REQUIRED ACTION:
Extract the line that contains "SELECT bounding_box FROM detections WHERE target = 'sand" and every line after it to the end of the records below, exactly as written and nothing else.

+++ SUPPLIED RECORDS

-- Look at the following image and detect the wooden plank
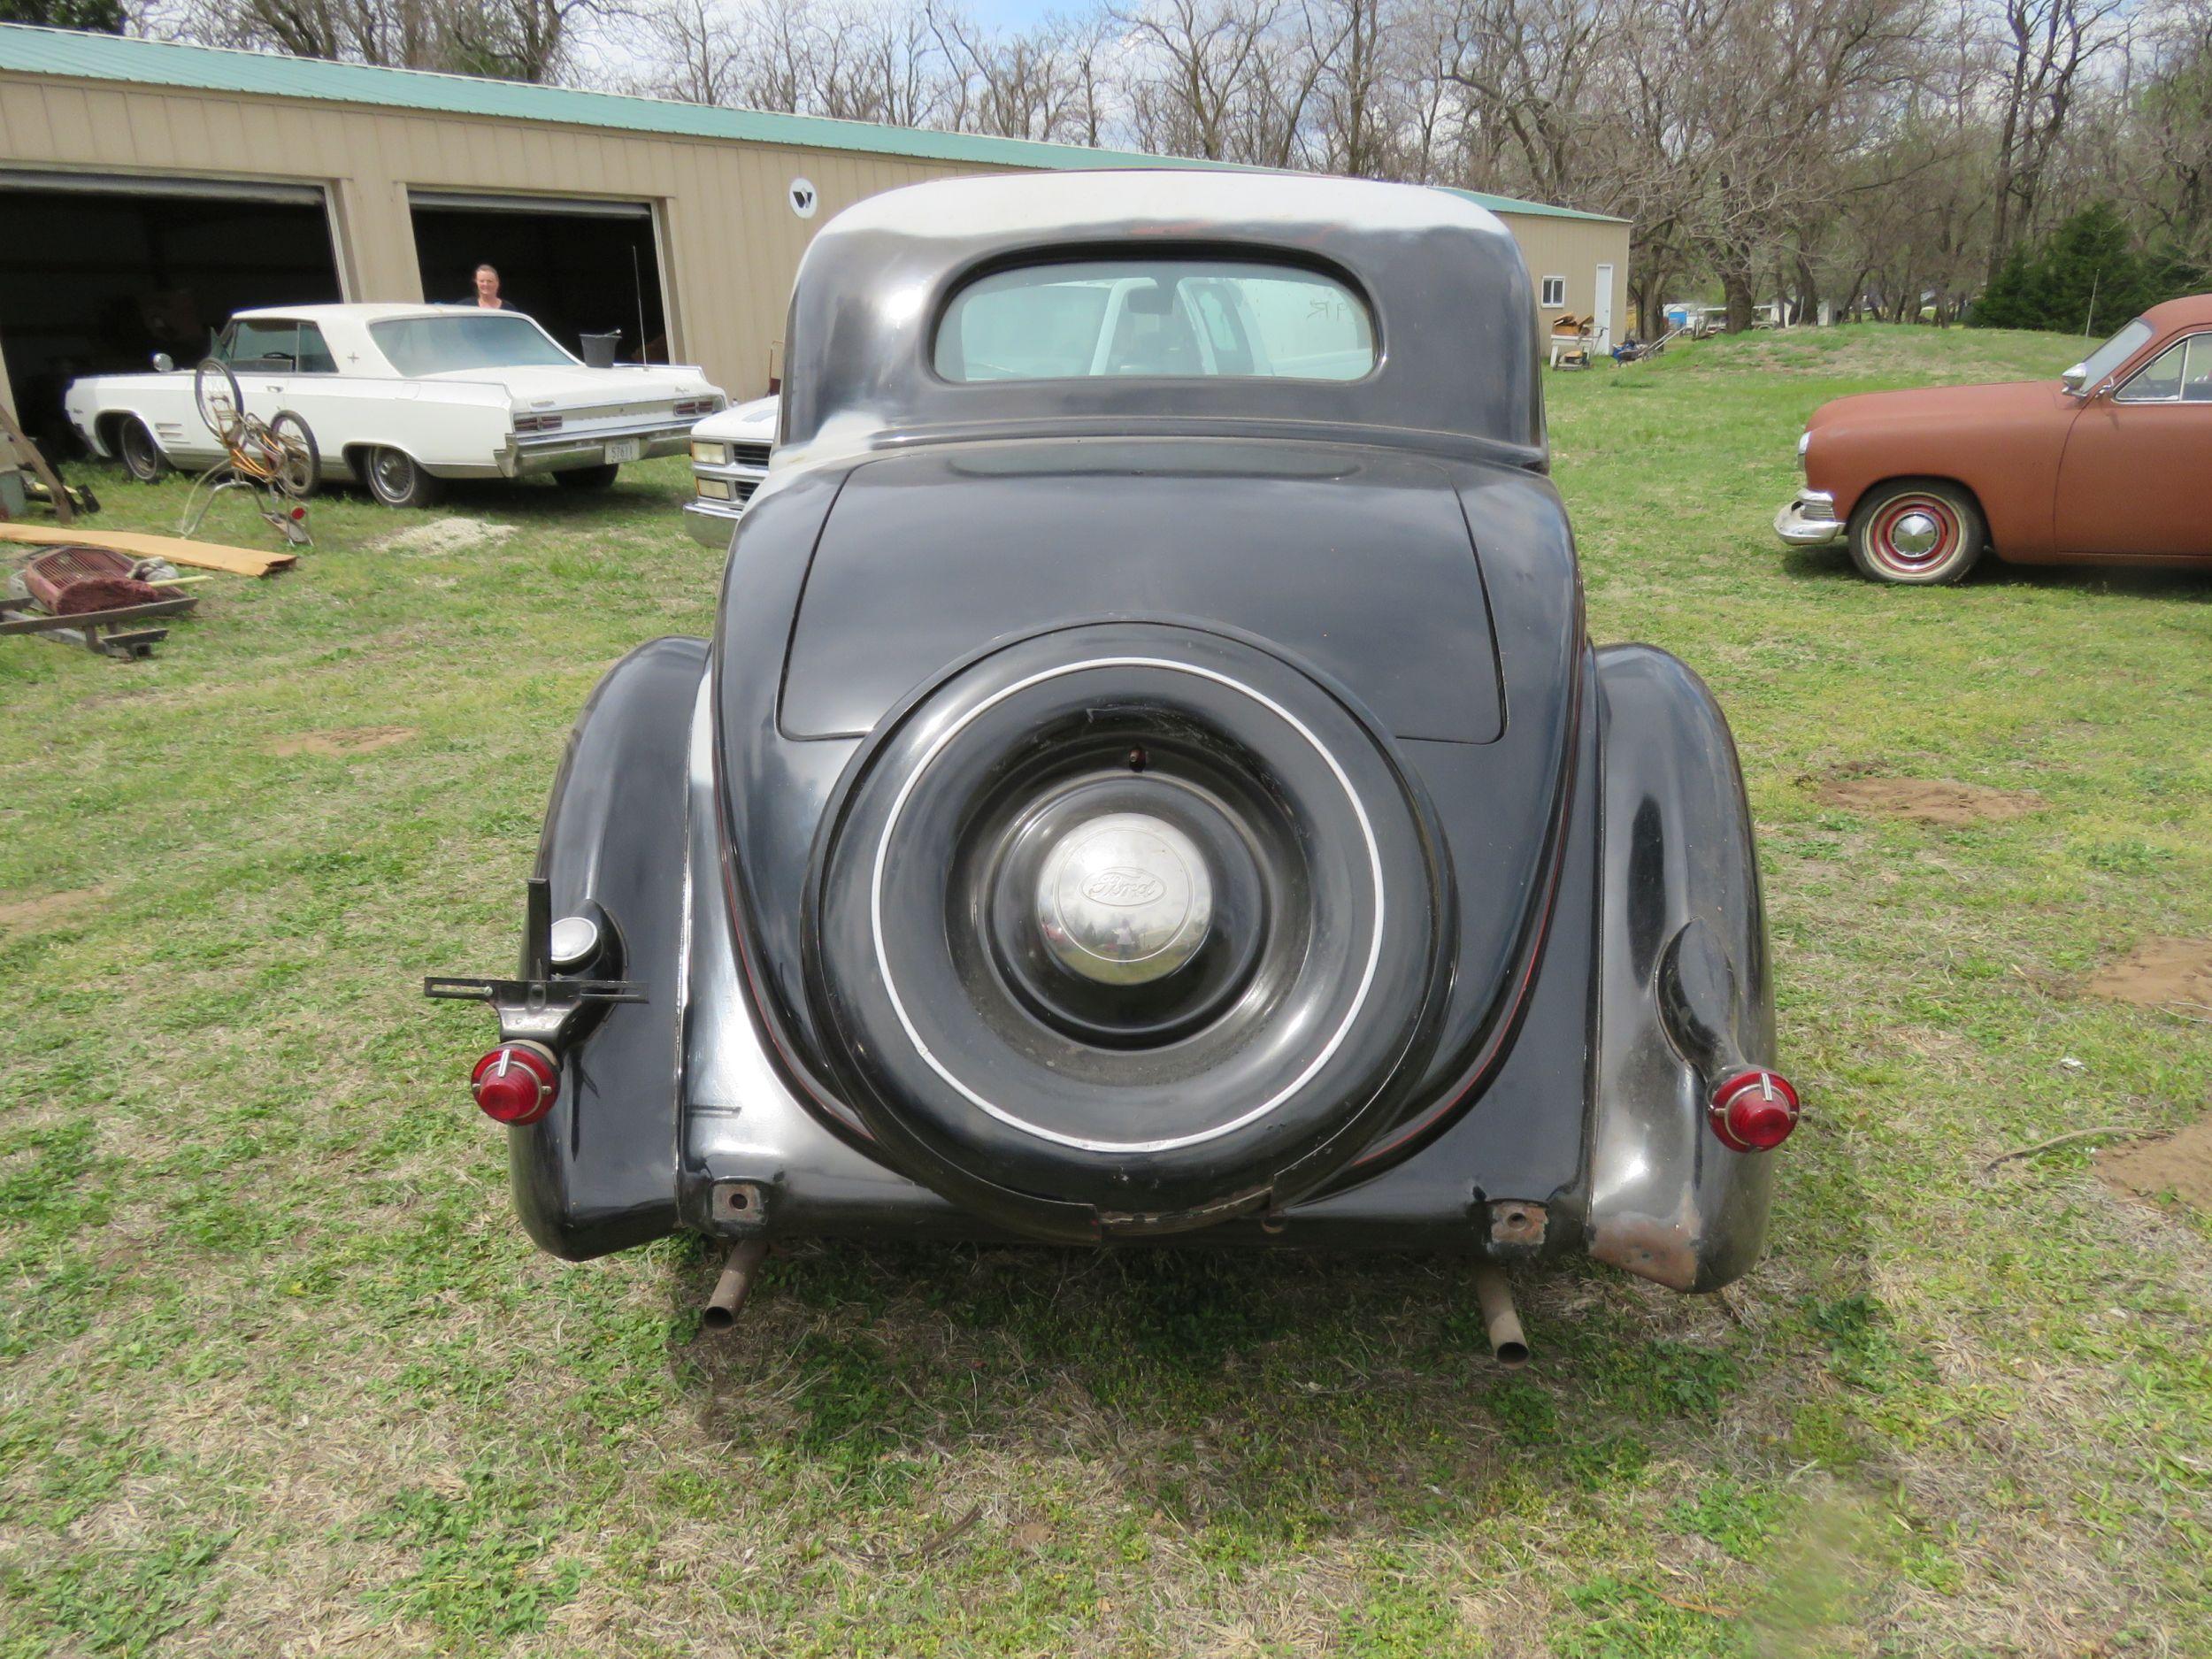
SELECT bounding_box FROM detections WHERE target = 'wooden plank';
[0,595,196,634]
[0,523,296,578]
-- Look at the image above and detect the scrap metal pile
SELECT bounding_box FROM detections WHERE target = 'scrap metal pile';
[1,544,200,659]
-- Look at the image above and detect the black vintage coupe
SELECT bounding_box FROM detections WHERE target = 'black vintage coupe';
[429,173,1797,1349]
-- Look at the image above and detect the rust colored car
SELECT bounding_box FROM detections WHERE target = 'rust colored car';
[1776,294,2212,583]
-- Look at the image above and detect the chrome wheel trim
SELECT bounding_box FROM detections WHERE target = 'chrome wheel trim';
[119,420,160,479]
[1035,811,1213,986]
[371,449,413,501]
[868,656,1386,1156]
[1869,493,1962,575]
[1889,511,1940,557]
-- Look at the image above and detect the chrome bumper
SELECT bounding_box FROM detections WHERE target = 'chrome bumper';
[1774,490,1844,547]
[683,500,746,549]
[683,457,770,546]
[497,419,695,478]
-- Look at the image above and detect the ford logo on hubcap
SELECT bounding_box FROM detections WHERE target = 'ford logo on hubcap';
[1036,813,1213,985]
[1082,867,1167,907]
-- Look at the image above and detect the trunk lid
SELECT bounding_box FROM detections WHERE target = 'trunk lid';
[779,439,1504,743]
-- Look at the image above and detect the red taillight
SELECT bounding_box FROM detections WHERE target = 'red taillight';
[1709,1068,1800,1152]
[289,506,306,521]
[471,1043,558,1125]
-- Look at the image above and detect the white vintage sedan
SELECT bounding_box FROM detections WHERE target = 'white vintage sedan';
[65,303,726,507]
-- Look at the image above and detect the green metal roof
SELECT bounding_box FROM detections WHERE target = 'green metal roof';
[0,23,1625,225]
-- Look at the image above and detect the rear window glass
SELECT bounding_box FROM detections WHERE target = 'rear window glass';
[934,260,1375,383]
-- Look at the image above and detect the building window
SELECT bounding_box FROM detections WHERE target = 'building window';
[1540,275,1567,308]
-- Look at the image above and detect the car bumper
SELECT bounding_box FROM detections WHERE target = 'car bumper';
[683,500,747,548]
[1774,490,1844,547]
[684,460,770,545]
[497,419,695,478]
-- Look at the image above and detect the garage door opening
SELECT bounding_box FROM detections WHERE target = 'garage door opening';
[410,193,669,366]
[0,173,342,450]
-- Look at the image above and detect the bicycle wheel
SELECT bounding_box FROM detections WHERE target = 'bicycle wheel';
[268,411,320,499]
[194,357,245,444]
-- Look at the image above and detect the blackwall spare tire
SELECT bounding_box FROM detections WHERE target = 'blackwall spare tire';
[803,623,1454,1238]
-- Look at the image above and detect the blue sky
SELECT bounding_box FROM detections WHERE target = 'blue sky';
[963,0,1069,29]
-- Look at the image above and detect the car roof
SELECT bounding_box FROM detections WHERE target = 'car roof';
[2141,293,2212,333]
[781,170,1545,470]
[832,168,1508,244]
[232,303,497,324]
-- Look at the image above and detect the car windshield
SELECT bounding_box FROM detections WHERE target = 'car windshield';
[369,313,576,375]
[2072,318,2154,389]
[934,259,1375,382]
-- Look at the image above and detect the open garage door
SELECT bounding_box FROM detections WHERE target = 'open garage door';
[410,192,670,365]
[0,171,343,449]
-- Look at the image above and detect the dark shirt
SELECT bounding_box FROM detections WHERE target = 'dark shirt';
[461,296,515,310]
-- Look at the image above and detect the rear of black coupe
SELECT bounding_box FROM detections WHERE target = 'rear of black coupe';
[427,173,1799,1332]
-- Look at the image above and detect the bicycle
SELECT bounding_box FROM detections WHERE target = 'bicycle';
[178,356,319,548]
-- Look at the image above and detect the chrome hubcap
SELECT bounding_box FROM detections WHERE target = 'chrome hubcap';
[1035,812,1211,985]
[1890,510,1941,557]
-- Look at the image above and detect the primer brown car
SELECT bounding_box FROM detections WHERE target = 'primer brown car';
[1776,293,2212,583]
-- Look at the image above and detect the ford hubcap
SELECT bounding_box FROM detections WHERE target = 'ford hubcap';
[1036,812,1211,985]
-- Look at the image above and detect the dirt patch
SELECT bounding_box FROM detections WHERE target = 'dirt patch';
[372,517,514,557]
[2099,1116,2212,1213]
[2084,938,2212,1013]
[1809,774,2041,826]
[0,887,104,930]
[266,726,418,758]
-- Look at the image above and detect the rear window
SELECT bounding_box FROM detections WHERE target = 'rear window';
[370,313,575,375]
[934,259,1375,383]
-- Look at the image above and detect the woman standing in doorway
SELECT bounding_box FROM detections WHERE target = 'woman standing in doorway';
[468,264,514,311]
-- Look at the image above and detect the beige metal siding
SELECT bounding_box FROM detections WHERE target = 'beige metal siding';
[0,69,1627,414]
[0,73,995,402]
[1503,214,1631,342]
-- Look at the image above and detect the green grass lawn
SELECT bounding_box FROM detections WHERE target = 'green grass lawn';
[4,324,2208,1656]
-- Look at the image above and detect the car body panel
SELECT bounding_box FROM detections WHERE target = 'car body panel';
[2055,394,2210,557]
[779,440,1505,743]
[1803,380,2076,557]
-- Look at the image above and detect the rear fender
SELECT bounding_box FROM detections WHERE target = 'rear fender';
[510,636,706,1259]
[1588,645,1778,1292]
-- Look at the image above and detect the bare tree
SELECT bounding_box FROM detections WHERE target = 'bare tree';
[165,0,2208,329]
[1115,0,1285,159]
[929,4,1102,140]
[1985,0,2130,283]
[639,0,744,102]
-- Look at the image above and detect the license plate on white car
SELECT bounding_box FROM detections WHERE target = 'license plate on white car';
[604,438,642,464]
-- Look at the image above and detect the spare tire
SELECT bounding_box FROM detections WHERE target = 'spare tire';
[803,622,1454,1238]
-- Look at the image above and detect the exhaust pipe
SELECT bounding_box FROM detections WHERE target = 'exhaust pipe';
[703,1238,770,1332]
[1473,1263,1529,1368]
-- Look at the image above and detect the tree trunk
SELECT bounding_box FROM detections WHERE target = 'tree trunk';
[1795,254,1821,327]
[1722,269,1755,334]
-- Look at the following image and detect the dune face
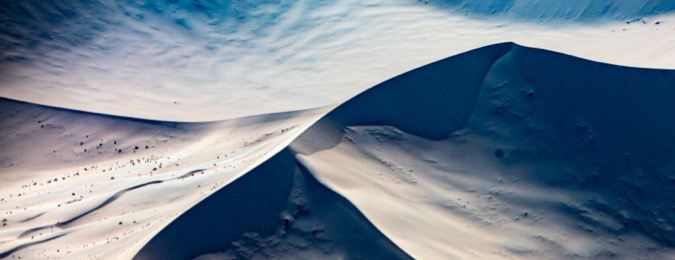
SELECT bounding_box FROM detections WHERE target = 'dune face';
[287,43,675,259]
[135,150,412,260]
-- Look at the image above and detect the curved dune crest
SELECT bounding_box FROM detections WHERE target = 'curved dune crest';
[291,42,513,154]
[135,150,412,260]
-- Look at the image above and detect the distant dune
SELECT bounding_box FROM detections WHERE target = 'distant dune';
[1,0,674,121]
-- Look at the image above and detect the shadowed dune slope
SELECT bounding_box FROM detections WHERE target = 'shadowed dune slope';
[291,42,675,258]
[293,42,675,159]
[291,42,513,154]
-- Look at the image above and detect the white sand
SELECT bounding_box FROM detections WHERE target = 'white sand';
[1,1,675,259]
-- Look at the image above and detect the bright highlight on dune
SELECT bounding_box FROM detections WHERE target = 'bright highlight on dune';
[1,1,675,260]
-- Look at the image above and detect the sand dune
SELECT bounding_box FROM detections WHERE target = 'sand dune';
[126,43,675,259]
[2,38,675,259]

++++++

ANSWER SPACE:
SELECT bounding_box FROM detections WHERE target = 'sand dune';
[126,43,675,259]
[2,38,675,259]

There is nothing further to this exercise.